L’OTAN ainsi que le réseau américain de plus de 800 bases militaires à travers le monde ne cessent de croître.
Cet épouvantail garantit également l’unité des populations occidentales dans leur peur et leur haine d’un ennemi extérieur, ce qui les rend plus enclines à s’en remettre à leurs dirigeants pour assurer leur protection – et dans le même temps, celle des institutions du pouvoir que ces dirigeants soutiennent ainsi que du statu quo qu’ils représentent.
Quiconque suggère une réforme significative de ce système peut être traité comme une menace pour la sécurité nationale, un traître ou un fou, comme l’ancien leader travailliste britannique Jeremy Corbyn l’a appris à ses dépens.
Enfin, cet épouvantail détourne l’attention des publics occidentaux des menaces plus profondes, celles dont nos propres dirigeants – plutôt que les autres – sont responsables, comme la crise climatique qu’ils ont non seulement ignorée, mais qu’ils continuent d’alimenter par la posture militaire et les confrontations mondiales qu’ils emploient pour faire diversion. Voilà un cercle d’autodestruction on ne peut plus parfait.
Depuis la chute du mur de Berlin et la disparition de l’Union soviétique, l’Occident s’est mis en quête du parfait épouvantail pour remplacer l’URSS, un épouvantail qui constituerait une menace existentielle pour la civilisation occidentale.
Les armes de distraction massive de l’Irak pouvaient être déployées en 45 minutes… jusqu’à ce que nous apprenions qu’elles n’existaient pas.
Les Taliban afghans abritaient al-Qaïda… jusqu’à ce que nous apprenions que les talibans avaient proposé de livrer Oussama ben Laden avant même les attentats du 11 septembre.
- - - - - - -
▶ **À faire**
Recopiez le passage du texte sur l'ennemi « épouvantail » de l'Occident, de « Cet épouvantail garantit » à « à ses dépens. ». Les items qui viennent ensuite forment un contenu à part, sans lien avec le texte.

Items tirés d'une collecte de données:
- - - - - - -
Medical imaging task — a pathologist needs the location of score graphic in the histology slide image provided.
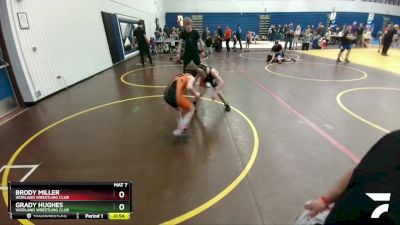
[8,182,133,220]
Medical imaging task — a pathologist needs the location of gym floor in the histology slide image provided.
[0,50,400,225]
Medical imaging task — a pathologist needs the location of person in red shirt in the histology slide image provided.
[225,26,232,52]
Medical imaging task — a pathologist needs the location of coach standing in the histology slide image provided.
[176,17,204,70]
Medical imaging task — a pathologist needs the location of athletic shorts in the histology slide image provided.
[340,44,351,50]
[164,80,193,111]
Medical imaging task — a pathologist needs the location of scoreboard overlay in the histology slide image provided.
- - - - - - -
▶ **Votre réponse**
Cet épouvantail garantit également l’unité des populations occidentales dans leur peur et leur haine d’un ennemi extérieur, ce qui les rend plus enclines à s’en remettre à leurs dirigeants pour assurer leur protection – et dans le même temps, celle des institutions du pouvoir que ces dirigeants soutiennent ainsi que du statu quo qu’ils représentent.
Quiconque suggère une réforme significative de ce système peut être traité comme une menace pour la sécurité nationale, un traître ou un fou, comme l’ancien leader travailliste britannique Jeremy Corbyn l’a appris à ses dépens.